◆ STATED TASK 1:
Using the Telegram scraping notebook below, decide whether each statement agrees with it. Answer yes or no, and quote the words that decide it.
(a) The notebook writes a new scraper rather than using one that already exists.
(b) Images are saved under data/raw/images/<channel>/ only when that option is enabled.
(c) To find the project root, the notebook searches downward from the current folder.
◆ STATED TASK 2:
In the Telegram scraping notebook below, what error does find_project_root raise if it cannot locate the project root?

◆ PASSAGE TO READ:
----

# Task 1 — Telegram Scraping

This notebook imports and runs the existing Telegram scraper at `src/scraper.py`.

Outputs written by the scraper:
- data/raw/telegram_messages/YYYY-MM-DD/<channel>.json
- data/raw/images/<channel>/* (if enabled)
- data/raw/csv/YYYY-MM-DD/telegram_data.csv
- data/raw/scrape_state.json
- logs/scrape_YYYY-MM-DD.log

In [1]:
# Environment & Imports
from __future__ import annotations

import sys
from pathlib import Path

In [2]:

# We are in: <project_root>/notebooks/task1_telegram_scraping.ipynb
# So we search upwards to find <project_root>/src/scraper.py
NOTEBOOK_CWD: Path = Path.cwd().resolve()


def find_project_root(start: Path) -> Path:
    for p in [start, *start.parents]:
        if (p / "src" / "scraper.py").exists():
            return p
    raise FileNotFoundError(
        "Could not locate project root containing src/scraper.py. "

----

◆ SOURCE MATERIAL:
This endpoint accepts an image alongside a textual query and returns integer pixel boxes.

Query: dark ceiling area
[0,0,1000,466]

----

◆ TASK RESULT 1:
(a) No: "This notebook imports and runs the existing Telegram scraper at `src/scraper.py`."
(b) Yes: "data/raw/images/<channel>/* (if enabled)"
(c) No: "So we search upwards to find <project_root>/src/scraper.py"

◆ TASK RESULT 2:
FileNotFoundError